◆ What to do ◆
Output every line of the entries from the line containing "arm, one per animal or object that matches." through the last, exactly, with no other content.

◆ Records for processing ◆
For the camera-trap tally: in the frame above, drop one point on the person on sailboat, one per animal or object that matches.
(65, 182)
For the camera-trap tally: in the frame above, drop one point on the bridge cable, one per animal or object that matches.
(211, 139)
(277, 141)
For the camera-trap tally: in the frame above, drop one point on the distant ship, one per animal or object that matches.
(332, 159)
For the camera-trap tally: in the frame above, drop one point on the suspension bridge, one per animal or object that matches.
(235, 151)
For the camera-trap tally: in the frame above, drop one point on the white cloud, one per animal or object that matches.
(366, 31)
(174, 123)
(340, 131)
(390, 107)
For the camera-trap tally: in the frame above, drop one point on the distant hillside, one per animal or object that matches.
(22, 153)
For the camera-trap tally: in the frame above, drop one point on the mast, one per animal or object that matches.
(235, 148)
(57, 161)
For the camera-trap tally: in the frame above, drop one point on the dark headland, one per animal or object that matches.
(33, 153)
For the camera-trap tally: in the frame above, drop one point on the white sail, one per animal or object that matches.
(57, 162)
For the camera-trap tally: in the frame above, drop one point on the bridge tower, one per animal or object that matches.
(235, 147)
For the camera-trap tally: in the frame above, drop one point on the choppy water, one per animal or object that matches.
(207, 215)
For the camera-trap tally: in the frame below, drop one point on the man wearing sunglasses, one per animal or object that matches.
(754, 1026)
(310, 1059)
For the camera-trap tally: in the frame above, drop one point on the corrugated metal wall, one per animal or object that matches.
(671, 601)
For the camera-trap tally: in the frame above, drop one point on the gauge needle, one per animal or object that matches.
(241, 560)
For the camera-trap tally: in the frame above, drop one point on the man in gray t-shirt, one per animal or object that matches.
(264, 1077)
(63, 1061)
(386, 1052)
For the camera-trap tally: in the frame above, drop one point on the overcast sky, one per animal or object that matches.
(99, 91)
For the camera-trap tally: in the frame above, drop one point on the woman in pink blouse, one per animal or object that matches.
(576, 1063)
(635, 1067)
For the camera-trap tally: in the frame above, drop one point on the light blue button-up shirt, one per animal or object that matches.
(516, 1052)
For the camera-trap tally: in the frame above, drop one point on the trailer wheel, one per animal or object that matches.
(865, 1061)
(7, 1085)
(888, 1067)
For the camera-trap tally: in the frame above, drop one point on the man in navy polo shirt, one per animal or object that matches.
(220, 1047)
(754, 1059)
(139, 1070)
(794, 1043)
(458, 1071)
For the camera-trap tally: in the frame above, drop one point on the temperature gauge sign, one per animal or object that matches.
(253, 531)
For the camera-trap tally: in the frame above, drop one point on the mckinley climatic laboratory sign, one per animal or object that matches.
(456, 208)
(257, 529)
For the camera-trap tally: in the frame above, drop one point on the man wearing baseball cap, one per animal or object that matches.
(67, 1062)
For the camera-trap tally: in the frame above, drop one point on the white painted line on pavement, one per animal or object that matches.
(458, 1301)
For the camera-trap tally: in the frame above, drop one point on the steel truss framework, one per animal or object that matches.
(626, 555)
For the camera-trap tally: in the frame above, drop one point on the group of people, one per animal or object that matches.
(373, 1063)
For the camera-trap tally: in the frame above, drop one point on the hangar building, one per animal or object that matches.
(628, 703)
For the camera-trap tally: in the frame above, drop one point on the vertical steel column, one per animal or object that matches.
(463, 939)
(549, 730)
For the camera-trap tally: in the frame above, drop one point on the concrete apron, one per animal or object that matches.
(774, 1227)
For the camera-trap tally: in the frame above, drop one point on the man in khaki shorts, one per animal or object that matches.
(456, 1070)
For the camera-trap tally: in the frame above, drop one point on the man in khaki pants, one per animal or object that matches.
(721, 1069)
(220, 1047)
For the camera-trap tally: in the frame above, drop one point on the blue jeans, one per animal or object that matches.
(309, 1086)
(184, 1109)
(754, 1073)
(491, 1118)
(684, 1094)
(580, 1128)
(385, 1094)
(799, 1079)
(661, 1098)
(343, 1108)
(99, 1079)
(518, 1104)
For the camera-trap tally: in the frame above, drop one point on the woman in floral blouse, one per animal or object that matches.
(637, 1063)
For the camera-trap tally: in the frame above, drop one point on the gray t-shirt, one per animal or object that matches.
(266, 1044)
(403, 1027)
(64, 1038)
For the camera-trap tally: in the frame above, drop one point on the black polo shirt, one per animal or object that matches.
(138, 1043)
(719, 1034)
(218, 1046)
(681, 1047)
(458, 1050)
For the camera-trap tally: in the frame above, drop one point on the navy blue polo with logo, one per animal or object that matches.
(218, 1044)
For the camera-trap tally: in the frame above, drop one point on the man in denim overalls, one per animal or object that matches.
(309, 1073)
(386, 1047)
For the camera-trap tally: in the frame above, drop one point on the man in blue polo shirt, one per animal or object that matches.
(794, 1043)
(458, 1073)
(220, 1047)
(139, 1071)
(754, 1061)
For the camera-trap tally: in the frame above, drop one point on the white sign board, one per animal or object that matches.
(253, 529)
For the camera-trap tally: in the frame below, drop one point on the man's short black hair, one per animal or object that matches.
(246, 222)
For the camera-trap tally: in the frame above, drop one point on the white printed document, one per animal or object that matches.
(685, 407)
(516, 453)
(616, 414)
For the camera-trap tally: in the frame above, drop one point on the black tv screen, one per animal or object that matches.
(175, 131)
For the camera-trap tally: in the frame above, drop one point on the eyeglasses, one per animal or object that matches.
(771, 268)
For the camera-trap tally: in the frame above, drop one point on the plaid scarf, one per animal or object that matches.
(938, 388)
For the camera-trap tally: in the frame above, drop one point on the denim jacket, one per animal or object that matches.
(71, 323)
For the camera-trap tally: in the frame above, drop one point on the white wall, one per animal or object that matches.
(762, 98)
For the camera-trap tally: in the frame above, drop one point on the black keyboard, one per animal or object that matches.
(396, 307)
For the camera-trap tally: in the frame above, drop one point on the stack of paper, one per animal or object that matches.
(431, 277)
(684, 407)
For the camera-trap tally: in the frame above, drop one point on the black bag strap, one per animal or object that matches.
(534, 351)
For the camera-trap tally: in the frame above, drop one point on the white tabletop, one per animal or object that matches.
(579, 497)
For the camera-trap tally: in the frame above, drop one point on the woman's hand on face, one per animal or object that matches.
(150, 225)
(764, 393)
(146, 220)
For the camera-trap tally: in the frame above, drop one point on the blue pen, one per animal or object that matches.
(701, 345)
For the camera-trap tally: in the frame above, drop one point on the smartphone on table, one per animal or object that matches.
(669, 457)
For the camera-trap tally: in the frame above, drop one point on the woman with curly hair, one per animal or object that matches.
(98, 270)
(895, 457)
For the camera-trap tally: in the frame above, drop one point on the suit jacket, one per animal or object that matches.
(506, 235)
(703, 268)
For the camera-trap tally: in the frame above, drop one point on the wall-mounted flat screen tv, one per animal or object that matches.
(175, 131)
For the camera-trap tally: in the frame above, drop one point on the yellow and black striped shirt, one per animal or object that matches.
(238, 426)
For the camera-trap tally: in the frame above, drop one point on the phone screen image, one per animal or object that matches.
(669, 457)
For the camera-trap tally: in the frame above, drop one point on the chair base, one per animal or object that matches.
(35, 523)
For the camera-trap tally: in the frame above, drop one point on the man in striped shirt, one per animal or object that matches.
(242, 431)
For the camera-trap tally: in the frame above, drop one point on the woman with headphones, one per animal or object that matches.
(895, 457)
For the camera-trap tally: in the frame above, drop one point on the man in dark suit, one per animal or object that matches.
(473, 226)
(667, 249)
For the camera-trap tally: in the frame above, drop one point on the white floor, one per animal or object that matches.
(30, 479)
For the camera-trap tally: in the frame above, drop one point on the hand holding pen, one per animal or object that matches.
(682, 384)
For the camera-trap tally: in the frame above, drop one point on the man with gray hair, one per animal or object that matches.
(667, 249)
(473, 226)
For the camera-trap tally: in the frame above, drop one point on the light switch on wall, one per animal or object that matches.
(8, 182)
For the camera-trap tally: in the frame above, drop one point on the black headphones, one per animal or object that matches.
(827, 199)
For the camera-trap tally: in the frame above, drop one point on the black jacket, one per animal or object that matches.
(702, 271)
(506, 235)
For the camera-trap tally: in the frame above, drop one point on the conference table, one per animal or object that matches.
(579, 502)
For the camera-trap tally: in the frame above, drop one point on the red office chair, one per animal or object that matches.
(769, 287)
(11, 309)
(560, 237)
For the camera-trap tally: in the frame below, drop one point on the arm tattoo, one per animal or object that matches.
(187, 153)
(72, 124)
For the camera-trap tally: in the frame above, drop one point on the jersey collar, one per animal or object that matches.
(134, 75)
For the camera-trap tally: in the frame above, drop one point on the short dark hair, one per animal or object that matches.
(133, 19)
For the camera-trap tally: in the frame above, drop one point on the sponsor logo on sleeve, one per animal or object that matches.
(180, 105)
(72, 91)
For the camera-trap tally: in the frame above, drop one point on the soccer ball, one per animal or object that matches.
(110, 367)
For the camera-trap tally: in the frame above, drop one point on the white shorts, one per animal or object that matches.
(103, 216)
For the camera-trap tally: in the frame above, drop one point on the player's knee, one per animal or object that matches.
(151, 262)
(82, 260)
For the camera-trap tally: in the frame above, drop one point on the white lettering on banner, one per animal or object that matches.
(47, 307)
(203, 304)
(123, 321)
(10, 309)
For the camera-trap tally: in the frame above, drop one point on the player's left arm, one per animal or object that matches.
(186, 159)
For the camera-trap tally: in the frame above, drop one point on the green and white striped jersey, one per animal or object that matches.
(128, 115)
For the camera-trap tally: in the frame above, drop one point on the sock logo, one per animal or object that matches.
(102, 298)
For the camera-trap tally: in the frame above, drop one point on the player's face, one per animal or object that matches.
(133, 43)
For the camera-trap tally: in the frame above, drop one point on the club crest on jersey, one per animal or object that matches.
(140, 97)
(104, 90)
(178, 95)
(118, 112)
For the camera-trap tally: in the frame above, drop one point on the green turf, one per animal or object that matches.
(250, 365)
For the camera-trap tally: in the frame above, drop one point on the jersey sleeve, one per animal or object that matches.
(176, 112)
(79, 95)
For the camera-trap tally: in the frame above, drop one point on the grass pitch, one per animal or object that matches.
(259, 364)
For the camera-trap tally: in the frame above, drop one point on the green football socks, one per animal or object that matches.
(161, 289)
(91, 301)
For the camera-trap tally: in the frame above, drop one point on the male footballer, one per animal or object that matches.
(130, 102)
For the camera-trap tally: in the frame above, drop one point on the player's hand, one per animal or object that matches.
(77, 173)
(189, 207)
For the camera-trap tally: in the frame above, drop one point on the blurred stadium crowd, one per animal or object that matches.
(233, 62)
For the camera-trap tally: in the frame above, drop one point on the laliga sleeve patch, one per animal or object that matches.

◆ Answer to the task ◆
For the camera-trap tally: in the frame above, drop one point on the player's left arm, one per animal or object that matches.
(186, 159)
For the camera-trap tally: in the frame above, drop one point on the green and white striped jersey, one per animal or object that matches.
(128, 115)
For the camera-trap tally: in the frame above, drop one point on the sock logo, one per animal or object that matches.
(102, 298)
For the camera-trap tally: in the frame above, drop one point on the player's face, one per animal or object that matches.
(133, 43)
For the camera-trap tally: in the frame above, drop one point on the club crest on jersey, one per animal or object that matches.
(140, 97)
(104, 90)
(178, 95)
(118, 112)
For the camera-trap tally: in the frame above, drop one point on the green turf, one per animal or object that matches.
(250, 365)
For the camera-trap tally: in the frame above, drop one point on the jersey sleeve, one per animal or object that matches.
(176, 112)
(79, 95)
For the camera-trap tally: in the frame above, drop one point on the grass pitch, one per animal or object that matches.
(259, 364)
For the camera-trap tally: in the frame above, drop one point on the green football socks, one per animal or object that matches.
(161, 289)
(91, 301)
For the camera-trap tally: in the frame above, drop one point on the male footballer, one per animal or object that matches.
(130, 102)
For the camera-trap tally: in the frame above, drop one point on the player's hand, one per animal or object that matches.
(77, 173)
(189, 207)
For the camera-trap tally: in the frame above, drop one point on the blurred stadium crowd, one per animal or object that matches.
(233, 62)
For the camera-trap tally: in the frame above, drop one point on the laliga sleeve patch, one per animal or object that matches.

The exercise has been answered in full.